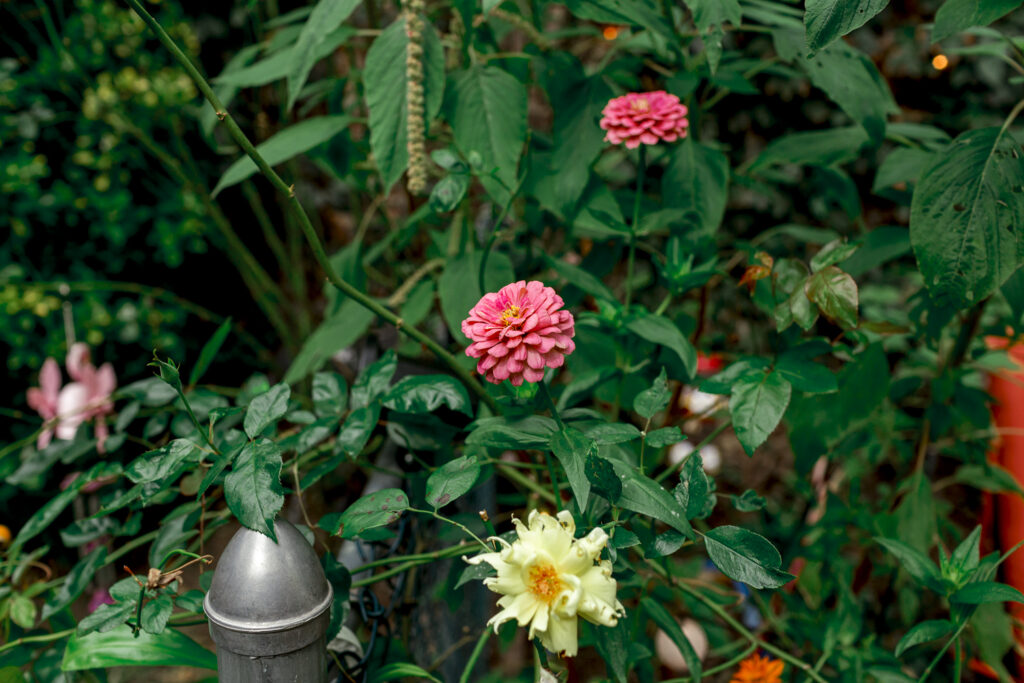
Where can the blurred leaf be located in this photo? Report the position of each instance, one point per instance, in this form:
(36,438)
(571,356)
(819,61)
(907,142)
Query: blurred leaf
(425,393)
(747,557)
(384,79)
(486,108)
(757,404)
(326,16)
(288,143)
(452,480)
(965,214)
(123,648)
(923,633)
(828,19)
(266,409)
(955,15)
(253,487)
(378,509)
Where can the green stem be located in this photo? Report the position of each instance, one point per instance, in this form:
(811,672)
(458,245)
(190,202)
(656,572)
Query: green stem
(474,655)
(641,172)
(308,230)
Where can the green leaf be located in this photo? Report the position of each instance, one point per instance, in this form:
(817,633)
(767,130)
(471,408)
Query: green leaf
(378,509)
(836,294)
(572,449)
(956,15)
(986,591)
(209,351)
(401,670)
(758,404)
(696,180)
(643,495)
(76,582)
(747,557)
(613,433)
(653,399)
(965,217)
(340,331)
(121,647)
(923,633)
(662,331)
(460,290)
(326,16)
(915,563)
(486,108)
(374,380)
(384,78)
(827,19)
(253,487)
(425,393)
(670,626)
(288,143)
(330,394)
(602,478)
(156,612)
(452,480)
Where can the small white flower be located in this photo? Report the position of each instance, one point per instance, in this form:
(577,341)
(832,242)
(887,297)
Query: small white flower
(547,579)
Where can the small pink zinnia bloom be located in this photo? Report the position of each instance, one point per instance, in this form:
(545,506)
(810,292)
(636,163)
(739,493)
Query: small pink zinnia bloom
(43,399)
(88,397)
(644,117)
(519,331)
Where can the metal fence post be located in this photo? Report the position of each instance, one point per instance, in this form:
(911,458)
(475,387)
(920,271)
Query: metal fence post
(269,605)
• • • • •
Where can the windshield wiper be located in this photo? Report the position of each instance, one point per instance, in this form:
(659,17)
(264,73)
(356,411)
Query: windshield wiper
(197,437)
• • • • •
__GIVEN REQUEST__
Please identify and copy every line of the data above that contains the word "Where". Case counts.

__TASK RESPONSE__
Where can the blurred leaf be located in this photo? Report the position of each instance, one point per instance, in this form:
Where can the green stem be located in this photo? Report the position of each instance, one point per instance, in this form:
Where can the green leaf be located in this photo? Report the position of each instance, one point per instance, in this form:
Where can the small white flower be located in this photo? Report the position of each instance, one point per instance, in this form:
Where can the small pink zinnia bloom be located in this photo? Report the position of each instance, one point per instance, in this form:
Where can the metal fence post be located in this photo? Report the position of each instance, one point per instance, in this form:
Where can the windshield wiper be located in this photo? Report the position of each instance, one point per instance, in this form:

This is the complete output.